TASK TO COMPLETE:
Give back an exact copy of the lines in the records below, from the line that has "Query: white tennis shorts" through the line that has "Query: floral dress", and nothing besides.

EXERCISE MATERIAL:

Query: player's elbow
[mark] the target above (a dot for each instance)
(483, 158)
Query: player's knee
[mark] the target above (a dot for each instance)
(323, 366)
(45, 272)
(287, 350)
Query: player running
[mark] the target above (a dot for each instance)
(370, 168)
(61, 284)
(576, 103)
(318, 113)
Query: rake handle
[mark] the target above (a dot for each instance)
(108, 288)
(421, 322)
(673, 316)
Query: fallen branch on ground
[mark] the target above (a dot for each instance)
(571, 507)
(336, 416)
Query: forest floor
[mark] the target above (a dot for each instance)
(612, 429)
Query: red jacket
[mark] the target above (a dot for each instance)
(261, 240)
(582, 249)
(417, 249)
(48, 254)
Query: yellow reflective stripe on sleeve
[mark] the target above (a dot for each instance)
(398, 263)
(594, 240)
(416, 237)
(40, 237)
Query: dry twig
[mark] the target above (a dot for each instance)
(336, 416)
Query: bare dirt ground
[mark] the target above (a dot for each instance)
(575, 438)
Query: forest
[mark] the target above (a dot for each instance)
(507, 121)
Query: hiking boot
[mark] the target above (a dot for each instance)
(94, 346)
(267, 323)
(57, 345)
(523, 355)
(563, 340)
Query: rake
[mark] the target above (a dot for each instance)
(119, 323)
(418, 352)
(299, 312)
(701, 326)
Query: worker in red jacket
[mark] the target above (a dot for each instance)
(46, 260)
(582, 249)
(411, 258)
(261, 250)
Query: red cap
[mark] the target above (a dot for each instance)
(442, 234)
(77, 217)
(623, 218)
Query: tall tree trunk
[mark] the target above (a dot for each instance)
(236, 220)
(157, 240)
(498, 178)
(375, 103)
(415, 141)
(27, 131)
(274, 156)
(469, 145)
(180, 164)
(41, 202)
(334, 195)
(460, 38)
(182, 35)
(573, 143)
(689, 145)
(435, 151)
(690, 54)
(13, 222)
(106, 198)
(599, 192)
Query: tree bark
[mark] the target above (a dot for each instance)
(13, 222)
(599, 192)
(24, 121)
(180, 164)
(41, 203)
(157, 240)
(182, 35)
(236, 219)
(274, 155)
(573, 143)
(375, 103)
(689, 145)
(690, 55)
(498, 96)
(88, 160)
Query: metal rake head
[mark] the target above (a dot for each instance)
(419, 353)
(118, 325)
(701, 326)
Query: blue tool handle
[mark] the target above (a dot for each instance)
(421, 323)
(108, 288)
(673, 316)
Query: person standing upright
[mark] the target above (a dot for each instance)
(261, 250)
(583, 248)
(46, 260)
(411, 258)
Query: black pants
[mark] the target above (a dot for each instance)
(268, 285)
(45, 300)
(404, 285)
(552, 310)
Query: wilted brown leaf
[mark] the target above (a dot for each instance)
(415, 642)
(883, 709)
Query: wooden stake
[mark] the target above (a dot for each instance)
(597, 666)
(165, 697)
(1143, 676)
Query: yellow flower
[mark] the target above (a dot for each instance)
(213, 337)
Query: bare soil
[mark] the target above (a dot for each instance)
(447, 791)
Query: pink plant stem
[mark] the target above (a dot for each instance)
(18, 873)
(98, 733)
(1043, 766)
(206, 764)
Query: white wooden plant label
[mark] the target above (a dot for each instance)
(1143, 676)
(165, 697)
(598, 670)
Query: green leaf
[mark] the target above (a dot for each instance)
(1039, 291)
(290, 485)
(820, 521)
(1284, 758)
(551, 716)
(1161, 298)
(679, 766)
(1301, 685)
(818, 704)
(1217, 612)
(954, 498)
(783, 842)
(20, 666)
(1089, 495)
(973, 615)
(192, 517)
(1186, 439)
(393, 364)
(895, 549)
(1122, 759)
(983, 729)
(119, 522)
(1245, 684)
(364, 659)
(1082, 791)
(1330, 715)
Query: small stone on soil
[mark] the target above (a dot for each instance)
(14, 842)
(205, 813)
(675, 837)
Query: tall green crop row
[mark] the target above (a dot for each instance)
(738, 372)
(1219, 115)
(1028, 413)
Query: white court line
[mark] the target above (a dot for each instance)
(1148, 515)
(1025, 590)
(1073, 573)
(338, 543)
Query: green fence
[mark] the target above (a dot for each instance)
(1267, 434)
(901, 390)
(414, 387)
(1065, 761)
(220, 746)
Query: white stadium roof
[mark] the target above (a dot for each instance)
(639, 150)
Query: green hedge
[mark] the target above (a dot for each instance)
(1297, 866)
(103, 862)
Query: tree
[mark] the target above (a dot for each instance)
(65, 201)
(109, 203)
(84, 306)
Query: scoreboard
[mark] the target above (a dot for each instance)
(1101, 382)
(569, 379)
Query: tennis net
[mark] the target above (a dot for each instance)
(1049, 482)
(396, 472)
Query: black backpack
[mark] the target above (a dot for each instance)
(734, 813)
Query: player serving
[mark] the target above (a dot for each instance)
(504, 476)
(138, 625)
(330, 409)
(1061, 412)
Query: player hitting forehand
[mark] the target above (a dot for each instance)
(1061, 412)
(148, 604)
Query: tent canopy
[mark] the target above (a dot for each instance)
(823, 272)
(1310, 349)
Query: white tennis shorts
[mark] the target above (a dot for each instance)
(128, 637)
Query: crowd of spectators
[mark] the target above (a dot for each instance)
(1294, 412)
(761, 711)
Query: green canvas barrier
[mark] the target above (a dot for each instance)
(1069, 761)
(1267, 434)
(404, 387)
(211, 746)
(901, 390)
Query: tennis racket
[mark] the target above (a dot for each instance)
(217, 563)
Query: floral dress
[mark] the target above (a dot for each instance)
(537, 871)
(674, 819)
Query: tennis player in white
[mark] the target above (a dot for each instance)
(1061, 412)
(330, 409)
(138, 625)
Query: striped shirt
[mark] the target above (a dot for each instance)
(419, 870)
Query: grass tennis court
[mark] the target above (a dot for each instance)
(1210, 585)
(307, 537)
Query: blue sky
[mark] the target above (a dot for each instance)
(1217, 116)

RESULT OF THE TASK:
Query: white tennis shorts
[mark] the target above (a dot for each instance)
(128, 637)
Query: crowd of spectators
[mark] the target above (a dot for each instance)
(1294, 412)
(761, 711)
Query: green canvas barrier
[mark] the target above (a dot for each instance)
(1069, 761)
(1267, 434)
(404, 387)
(211, 746)
(901, 390)
Query: tennis racket
[mark] the target above (a dot for each instance)
(217, 563)
Query: floral dress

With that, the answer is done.